_DATA ROWS_.
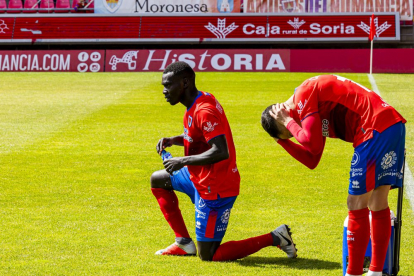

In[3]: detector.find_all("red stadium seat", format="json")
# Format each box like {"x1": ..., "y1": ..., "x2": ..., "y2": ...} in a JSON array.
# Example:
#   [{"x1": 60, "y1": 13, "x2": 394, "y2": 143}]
[
  {"x1": 39, "y1": 0, "x2": 55, "y2": 13},
  {"x1": 0, "y1": 0, "x2": 7, "y2": 13},
  {"x1": 7, "y1": 0, "x2": 23, "y2": 13},
  {"x1": 55, "y1": 0, "x2": 70, "y2": 13},
  {"x1": 72, "y1": 0, "x2": 94, "y2": 13},
  {"x1": 23, "y1": 0, "x2": 39, "y2": 13},
  {"x1": 86, "y1": 0, "x2": 95, "y2": 13}
]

_WHAT THE TASK REQUIRES_.
Quote the lines above word for word, from the first to the last, but leave out the picture.

_REPLY TO THE EXERCISE_.
In[3]: detector.find_all("red stadium seat", format="json")
# Format each box like {"x1": ..., "y1": ..., "x2": ..., "y2": ...} in a JSON array.
# Example:
#   [{"x1": 60, "y1": 13, "x2": 394, "y2": 143}]
[
  {"x1": 39, "y1": 0, "x2": 55, "y2": 13},
  {"x1": 0, "y1": 0, "x2": 7, "y2": 13},
  {"x1": 7, "y1": 0, "x2": 23, "y2": 13},
  {"x1": 55, "y1": 0, "x2": 70, "y2": 13},
  {"x1": 72, "y1": 0, "x2": 94, "y2": 13},
  {"x1": 23, "y1": 0, "x2": 39, "y2": 13},
  {"x1": 86, "y1": 0, "x2": 95, "y2": 13}
]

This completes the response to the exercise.